> _What is expected_:
Rewrite the data below as a numbered list with one line per item, and leave out the blank lines.
**** Entries shown
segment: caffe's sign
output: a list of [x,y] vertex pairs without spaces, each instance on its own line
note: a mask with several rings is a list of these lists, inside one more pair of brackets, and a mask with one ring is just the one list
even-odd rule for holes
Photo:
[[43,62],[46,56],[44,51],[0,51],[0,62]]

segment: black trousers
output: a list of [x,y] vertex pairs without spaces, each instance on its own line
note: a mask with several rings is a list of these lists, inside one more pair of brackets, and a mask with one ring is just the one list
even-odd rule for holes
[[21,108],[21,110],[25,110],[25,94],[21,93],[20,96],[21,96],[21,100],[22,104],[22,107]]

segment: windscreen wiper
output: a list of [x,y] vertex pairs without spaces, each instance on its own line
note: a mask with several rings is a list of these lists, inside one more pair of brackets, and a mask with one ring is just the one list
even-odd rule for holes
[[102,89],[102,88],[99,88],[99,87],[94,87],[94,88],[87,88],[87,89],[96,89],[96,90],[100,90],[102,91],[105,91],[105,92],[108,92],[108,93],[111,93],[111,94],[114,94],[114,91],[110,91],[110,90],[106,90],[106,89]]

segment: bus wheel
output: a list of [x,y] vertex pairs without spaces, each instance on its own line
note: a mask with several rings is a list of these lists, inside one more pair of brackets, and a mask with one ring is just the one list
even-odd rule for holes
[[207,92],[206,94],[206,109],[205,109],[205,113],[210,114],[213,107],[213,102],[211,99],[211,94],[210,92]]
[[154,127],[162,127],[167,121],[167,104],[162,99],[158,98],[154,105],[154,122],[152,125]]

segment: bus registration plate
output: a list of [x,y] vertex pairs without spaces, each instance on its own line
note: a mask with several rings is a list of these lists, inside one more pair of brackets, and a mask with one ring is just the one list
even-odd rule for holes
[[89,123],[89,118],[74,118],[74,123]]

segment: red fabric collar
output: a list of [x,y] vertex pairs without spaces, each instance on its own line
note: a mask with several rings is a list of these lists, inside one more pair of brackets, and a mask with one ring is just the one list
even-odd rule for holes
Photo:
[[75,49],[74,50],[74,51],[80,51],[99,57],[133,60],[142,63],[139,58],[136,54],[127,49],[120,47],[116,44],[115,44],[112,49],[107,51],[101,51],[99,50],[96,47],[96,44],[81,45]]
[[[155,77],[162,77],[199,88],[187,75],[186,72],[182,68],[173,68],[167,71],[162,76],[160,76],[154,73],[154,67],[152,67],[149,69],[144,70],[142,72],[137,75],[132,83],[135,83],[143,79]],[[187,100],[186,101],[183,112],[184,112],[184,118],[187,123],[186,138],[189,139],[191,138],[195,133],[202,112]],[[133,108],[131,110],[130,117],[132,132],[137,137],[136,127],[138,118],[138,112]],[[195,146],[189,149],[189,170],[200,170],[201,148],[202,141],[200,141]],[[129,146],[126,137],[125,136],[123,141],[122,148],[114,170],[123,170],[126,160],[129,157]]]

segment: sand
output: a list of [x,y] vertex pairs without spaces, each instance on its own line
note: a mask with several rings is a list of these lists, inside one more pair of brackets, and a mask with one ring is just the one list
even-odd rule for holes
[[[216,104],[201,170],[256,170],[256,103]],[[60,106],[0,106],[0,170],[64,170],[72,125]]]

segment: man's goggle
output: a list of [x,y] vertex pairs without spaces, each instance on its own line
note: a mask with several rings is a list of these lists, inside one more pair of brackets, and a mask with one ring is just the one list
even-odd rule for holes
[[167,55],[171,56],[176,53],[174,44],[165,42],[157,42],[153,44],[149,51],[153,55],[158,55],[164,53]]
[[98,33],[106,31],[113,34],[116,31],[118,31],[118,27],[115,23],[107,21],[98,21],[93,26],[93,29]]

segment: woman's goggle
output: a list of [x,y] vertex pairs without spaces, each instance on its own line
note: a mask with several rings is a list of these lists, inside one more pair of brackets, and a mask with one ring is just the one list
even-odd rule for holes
********
> _Solution below_:
1. segment: caffe's sign
2. output: a list of [x,y] vertex pairs without spaces, each instance on its own line
3. note: a mask with several rings is a list of these lists, inside one more pair of brackets, and a mask with one ring is just the one list
4. even-odd rule for holes
5. Photo:
6. [[43,62],[46,56],[44,51],[0,51],[0,62]]
7. segment: black trousers
8. output: a list of [x,y] vertex pairs without spaces, each instance on its own line
9. note: a mask with several rings is a list of these lists, inside one more pair of brackets, and a mask with one ring is just the one list
10. even-odd rule for holes
11. [[21,108],[21,110],[25,110],[25,94],[21,93],[20,96],[21,96],[21,100],[22,104],[22,107]]
12. segment: windscreen wiper
13. output: a list of [x,y] vertex pairs without spaces, each instance on its own line
14. note: a mask with several rings is a list of these lists, inside one more pair of brackets, and a mask with one ring is just the one list
15. even-odd rule for holes
16. [[102,89],[102,88],[99,88],[99,87],[94,87],[94,88],[87,88],[87,89],[96,89],[96,90],[100,90],[102,91],[105,91],[105,92],[108,92],[108,93],[111,93],[111,94],[114,94],[114,91],[110,91],[110,90],[106,90],[106,89]]
17. segment: bus wheel
18. output: a list of [x,y] vertex pairs without spaces, each instance on its own line
19. note: a mask with several rings is a list of these lists, inside one more pair of brackets, and a mask with one ring is just the one list
20. even-odd rule for holes
21. [[207,92],[206,94],[206,109],[205,109],[205,113],[210,114],[213,107],[213,102],[211,99],[211,94],[210,92]]
22. [[154,127],[162,127],[167,121],[167,104],[162,99],[158,98],[154,105],[154,122],[152,125]]
23. segment: bus registration plate
24. output: a list of [x,y] vertex pairs without spaces, each instance on its own line
25. note: a mask with several rings is a list of these lists, inside one more pair of brackets, and a mask with one ring is just the one list
26. even-odd rule for holes
27. [[89,123],[89,118],[74,118],[74,123]]
28. segment: red fabric collar
29. output: a list of [x,y] vertex pairs without spaces, each instance on its own line
30. note: a mask with several rings is a list of these lists, inside one more pair of brackets, and a mask with one ring is just the one list
31. even-odd rule for holes
32. Photo:
33. [[75,49],[74,50],[74,51],[80,51],[99,57],[133,60],[142,63],[139,58],[136,54],[127,49],[120,47],[116,44],[115,44],[112,49],[107,51],[101,51],[99,50],[96,47],[96,44],[81,45]]
34. [[[155,77],[162,77],[199,88],[187,75],[186,72],[182,68],[173,68],[167,71],[162,76],[160,76],[154,73],[154,67],[152,67],[149,69],[144,70],[142,72],[137,75],[132,83],[135,83],[143,79]],[[187,100],[186,101],[183,112],[184,112],[184,118],[187,123],[186,138],[189,139],[191,138],[195,133],[202,112]],[[133,108],[131,110],[130,117],[132,132],[137,137],[136,127],[138,118],[138,112]],[[195,146],[189,149],[189,170],[200,170],[201,148],[202,141],[200,141]],[[129,146],[126,137],[125,136],[123,141],[122,148],[114,170],[123,170],[126,160],[129,157]]]
35. segment: sand
36. output: a list of [x,y] vertex pairs without spaces, each instance on its own line
37. note: a mask with several rings is a list of these lists, inside one more pair of brackets, and a mask with one ring is just the one list
38. even-odd rule for holes
39. [[[216,104],[201,170],[256,170],[256,103]],[[60,106],[0,106],[0,170],[64,170],[72,125]]]
40. segment: man's goggle
41. output: a list of [x,y] vertex pairs without spaces, each instance on its own line
42. note: a mask with several rings is a list of these lists, inside one more pair of brackets, and a mask with one ring is just the one list
43. even-odd rule for holes
44. [[167,55],[171,56],[176,53],[174,44],[165,42],[157,42],[153,44],[149,51],[153,55],[158,55],[164,53]]
45. [[98,33],[106,31],[113,34],[116,31],[118,31],[118,27],[115,23],[107,21],[98,21],[93,26],[93,29]]
46. segment: woman's goggle
47. output: a list of [x,y] vertex pairs without spaces, each instance on its own line
48. note: a mask with several rings is a list of these lists, inside one more pair of brackets, and a mask with one ring is just the one list
49. even-odd rule for holes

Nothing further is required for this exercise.